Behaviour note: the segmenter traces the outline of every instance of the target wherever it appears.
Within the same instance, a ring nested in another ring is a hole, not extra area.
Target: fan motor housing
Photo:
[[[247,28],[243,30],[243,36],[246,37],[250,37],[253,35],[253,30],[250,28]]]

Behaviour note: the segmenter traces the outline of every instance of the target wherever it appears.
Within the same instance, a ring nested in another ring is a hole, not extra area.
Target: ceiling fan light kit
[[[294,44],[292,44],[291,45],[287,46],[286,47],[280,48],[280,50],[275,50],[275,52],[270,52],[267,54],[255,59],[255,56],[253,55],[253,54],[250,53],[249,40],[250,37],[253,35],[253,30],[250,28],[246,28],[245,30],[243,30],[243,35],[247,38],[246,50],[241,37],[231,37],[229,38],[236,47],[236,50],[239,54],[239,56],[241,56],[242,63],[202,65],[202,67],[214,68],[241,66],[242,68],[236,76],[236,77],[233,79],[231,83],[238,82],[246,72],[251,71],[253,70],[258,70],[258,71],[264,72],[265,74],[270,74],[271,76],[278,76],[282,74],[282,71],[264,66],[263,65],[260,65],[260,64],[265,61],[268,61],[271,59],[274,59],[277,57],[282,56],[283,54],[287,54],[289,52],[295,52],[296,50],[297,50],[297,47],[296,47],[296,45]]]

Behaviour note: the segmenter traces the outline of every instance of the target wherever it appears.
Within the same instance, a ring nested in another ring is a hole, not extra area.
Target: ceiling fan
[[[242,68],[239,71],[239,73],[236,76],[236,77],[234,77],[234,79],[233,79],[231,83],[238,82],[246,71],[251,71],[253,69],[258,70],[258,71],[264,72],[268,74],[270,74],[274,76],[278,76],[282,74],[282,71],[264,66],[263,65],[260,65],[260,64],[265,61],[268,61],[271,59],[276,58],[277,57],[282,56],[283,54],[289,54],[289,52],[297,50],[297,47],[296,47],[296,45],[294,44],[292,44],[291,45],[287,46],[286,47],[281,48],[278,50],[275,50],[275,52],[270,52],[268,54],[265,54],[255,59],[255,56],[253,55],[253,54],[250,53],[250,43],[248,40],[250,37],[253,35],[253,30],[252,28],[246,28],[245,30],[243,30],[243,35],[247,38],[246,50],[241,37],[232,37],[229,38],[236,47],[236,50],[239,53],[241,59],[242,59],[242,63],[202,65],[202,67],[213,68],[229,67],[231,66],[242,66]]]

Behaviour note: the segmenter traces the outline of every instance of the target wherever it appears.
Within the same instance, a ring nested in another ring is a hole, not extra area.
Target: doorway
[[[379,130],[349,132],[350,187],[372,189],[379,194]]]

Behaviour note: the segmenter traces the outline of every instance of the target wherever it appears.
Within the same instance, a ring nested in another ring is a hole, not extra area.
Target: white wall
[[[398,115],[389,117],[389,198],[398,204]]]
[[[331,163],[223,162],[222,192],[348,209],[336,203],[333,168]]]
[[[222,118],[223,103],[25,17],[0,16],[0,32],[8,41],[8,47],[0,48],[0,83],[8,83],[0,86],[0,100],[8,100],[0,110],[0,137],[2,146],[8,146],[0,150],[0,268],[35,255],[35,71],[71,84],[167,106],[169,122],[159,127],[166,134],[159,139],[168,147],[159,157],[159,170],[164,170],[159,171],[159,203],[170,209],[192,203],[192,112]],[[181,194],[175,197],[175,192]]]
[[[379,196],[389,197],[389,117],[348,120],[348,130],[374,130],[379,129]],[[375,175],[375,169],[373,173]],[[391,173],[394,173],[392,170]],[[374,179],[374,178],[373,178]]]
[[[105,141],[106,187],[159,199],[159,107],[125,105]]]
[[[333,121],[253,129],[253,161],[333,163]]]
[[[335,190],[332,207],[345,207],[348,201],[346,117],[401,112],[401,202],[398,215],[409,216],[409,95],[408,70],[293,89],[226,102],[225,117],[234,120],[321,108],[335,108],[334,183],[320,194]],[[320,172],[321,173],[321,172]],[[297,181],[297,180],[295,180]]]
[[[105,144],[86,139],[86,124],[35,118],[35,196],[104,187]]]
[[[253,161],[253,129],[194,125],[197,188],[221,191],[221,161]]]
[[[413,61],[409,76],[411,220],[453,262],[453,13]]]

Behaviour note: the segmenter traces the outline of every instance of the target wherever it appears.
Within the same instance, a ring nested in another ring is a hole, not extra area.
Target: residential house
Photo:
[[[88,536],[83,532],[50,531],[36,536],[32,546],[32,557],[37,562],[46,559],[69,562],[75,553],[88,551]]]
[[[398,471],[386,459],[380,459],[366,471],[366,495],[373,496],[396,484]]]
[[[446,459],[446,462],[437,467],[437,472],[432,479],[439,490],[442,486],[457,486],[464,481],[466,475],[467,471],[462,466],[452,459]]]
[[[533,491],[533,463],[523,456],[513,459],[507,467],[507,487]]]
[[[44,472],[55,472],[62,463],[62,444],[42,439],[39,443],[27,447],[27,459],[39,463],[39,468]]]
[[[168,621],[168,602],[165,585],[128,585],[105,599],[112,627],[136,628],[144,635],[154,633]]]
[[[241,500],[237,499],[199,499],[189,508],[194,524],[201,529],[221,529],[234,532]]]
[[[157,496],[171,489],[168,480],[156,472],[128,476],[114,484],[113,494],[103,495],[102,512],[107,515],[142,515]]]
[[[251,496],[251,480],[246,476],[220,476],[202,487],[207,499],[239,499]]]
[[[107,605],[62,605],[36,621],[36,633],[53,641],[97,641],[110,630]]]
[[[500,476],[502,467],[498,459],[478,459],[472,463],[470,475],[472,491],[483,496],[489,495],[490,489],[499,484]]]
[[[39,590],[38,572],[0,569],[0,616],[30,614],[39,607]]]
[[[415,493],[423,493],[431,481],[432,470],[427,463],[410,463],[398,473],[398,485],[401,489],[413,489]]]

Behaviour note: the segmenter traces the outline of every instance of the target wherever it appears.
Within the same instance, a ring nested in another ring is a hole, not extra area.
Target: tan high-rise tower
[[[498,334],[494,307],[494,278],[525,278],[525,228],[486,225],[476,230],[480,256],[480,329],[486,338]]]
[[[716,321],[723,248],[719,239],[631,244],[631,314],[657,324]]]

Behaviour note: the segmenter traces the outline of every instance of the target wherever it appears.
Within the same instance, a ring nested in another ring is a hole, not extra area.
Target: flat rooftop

• **Written task**:
Return all of the entries word for word.

• **Exercise solution**:
Behaviour note: the segmenter traces the outline of every instance of the target wherever it appears.
Within the same instance, a ring nested in another ring is a hole, not extra area.
Target: fan motor housing
Photo:
[[[247,28],[243,30],[243,36],[246,37],[250,37],[253,35],[253,30],[250,28]]]

Behaviour note: the segmenter traces the outline of every instance of the target wherever it appears.
Within the same instance, a ring nested in another ring is a hole, not extra area.
Target: ceiling fan light kit
[[[294,44],[292,44],[291,45],[287,46],[286,47],[280,48],[280,50],[275,50],[275,52],[270,52],[267,54],[255,59],[255,56],[253,55],[253,54],[250,53],[249,40],[250,37],[253,35],[253,30],[250,28],[246,28],[245,30],[243,30],[243,35],[247,38],[246,50],[241,37],[231,37],[229,38],[236,47],[236,50],[239,54],[239,56],[241,56],[242,63],[202,65],[202,67],[214,68],[241,66],[242,68],[236,76],[236,77],[233,79],[231,83],[238,82],[246,72],[251,71],[253,70],[258,70],[258,71],[264,72],[265,74],[270,74],[271,76],[278,76],[282,74],[282,71],[264,66],[263,65],[260,65],[260,64],[265,61],[268,61],[271,59],[274,59],[277,57],[282,56],[283,54],[287,54],[289,52],[295,52],[296,50],[297,50],[297,47],[296,47],[296,45]]]

Behaviour note: the segmenter traces the outline of every instance of the target wherever it appears.
Within the same instance, a ring nested in another ring is a hole, not extra area.
Target: ceiling fan
[[[242,68],[239,71],[239,73],[236,76],[236,77],[234,77],[234,79],[233,79],[231,83],[238,82],[246,71],[251,71],[253,69],[258,70],[258,71],[264,72],[268,74],[270,74],[274,76],[278,76],[282,74],[282,71],[264,66],[263,65],[260,65],[260,64],[265,61],[268,61],[271,59],[276,58],[277,57],[282,56],[283,54],[289,54],[289,52],[297,50],[297,47],[296,47],[296,45],[294,44],[292,44],[291,45],[287,46],[286,47],[281,48],[278,50],[275,50],[275,52],[270,52],[268,54],[265,54],[255,59],[255,56],[253,55],[253,54],[250,53],[250,43],[248,40],[250,37],[253,35],[253,30],[252,28],[246,28],[245,30],[243,30],[243,35],[247,38],[246,50],[241,37],[232,37],[229,38],[236,47],[236,50],[239,53],[241,59],[242,59],[242,63],[202,65],[202,67],[213,68],[229,67],[231,66],[242,66]]]

Behaviour note: the segmenter traces the outline of every instance of the target wherever it appears.
Within the same instance, a ring nested in another ring is a hole, not extra area.
Target: doorway
[[[379,130],[349,132],[350,187],[372,189],[379,194]]]

Behaviour note: the segmenter traces the outline of every instance of the target wherever it appears.
Within the same instance, a ring nested in another ring is a hole, not extra area.
Target: white wall
[[[398,115],[389,117],[389,198],[398,204]]]
[[[331,163],[223,162],[222,192],[348,209],[336,203],[333,168]]]
[[[222,118],[223,103],[25,17],[0,16],[0,32],[8,41],[8,47],[0,48],[0,83],[8,83],[0,86],[0,100],[8,100],[0,110],[0,137],[2,146],[8,146],[0,150],[0,268],[35,255],[35,71],[71,84],[167,106],[169,122],[159,127],[166,134],[159,139],[168,147],[159,157],[159,170],[164,170],[159,171],[159,203],[170,209],[192,203],[192,112]],[[181,194],[175,197],[175,192]]]
[[[379,196],[389,197],[389,117],[348,120],[348,130],[374,130],[379,129]],[[375,175],[375,169],[373,173]],[[391,173],[394,173],[392,170]],[[374,179],[374,178],[373,178]]]
[[[105,141],[106,187],[159,199],[159,107],[125,105]]]
[[[333,121],[253,129],[253,161],[333,163]]]
[[[335,190],[332,207],[345,207],[348,201],[346,117],[401,112],[401,202],[398,215],[409,216],[409,95],[408,70],[293,89],[226,102],[225,117],[234,120],[321,108],[335,108],[334,183],[320,194]],[[320,172],[321,173],[321,172]],[[297,181],[297,180],[295,180]]]
[[[105,144],[86,139],[86,124],[35,118],[35,196],[104,187]]]
[[[253,161],[253,129],[194,125],[197,188],[221,191],[221,161]]]
[[[413,61],[409,76],[411,220],[453,262],[453,13]]]

Behaviour note: the segmenter traces the outline of every instance of the target wherever it appears.
Within the same instance, a ring nested in another ring is a hole, not extra area.
Target: residential house
Photo:
[[[88,536],[83,532],[50,531],[36,536],[32,546],[32,557],[37,562],[46,559],[69,562],[75,553],[88,551]]]
[[[398,471],[386,459],[380,459],[366,471],[366,495],[373,496],[396,484]]]
[[[446,459],[446,462],[437,467],[437,472],[432,479],[439,490],[442,486],[457,486],[464,481],[466,475],[467,471],[462,466],[452,459]]]
[[[533,491],[533,463],[523,456],[513,459],[507,467],[507,487]]]
[[[44,472],[55,472],[62,463],[62,444],[42,439],[39,443],[27,447],[27,459],[39,463],[39,468]]]
[[[168,621],[168,602],[165,585],[128,585],[105,599],[112,627],[136,628],[144,635],[154,633]]]
[[[241,500],[237,499],[199,499],[189,508],[194,524],[201,529],[221,529],[234,532]]]
[[[157,496],[171,489],[168,480],[156,472],[128,476],[114,484],[113,494],[103,495],[102,512],[107,515],[142,515]]]
[[[251,496],[251,480],[246,476],[220,476],[202,487],[207,499],[239,499]]]
[[[107,605],[62,605],[36,621],[36,633],[53,641],[97,641],[110,630]]]
[[[500,476],[502,467],[498,459],[478,459],[472,463],[470,475],[472,491],[483,496],[489,495],[490,489],[499,484]]]
[[[39,590],[38,572],[0,569],[0,616],[30,614],[39,607]]]
[[[415,493],[423,493],[431,481],[432,470],[427,463],[410,463],[398,473],[398,485],[401,489],[413,489]]]

Behaviour note: the segmenter traces the outline of every instance of the target wherever it appears.
Within the same instance, a ring nested in another ring is a hole, not extra area.
Target: tan high-rise tower
[[[498,334],[494,307],[494,278],[525,278],[525,228],[486,225],[476,230],[480,256],[480,329],[486,338]]]
[[[716,321],[723,248],[719,239],[631,244],[631,314],[657,324]]]

Behaviour note: the segmenter traces the outline of every instance of the target wherever it appears.
Within the same instance, a ring nested in another ring is a hole, not extra area.
Target: flat rooftop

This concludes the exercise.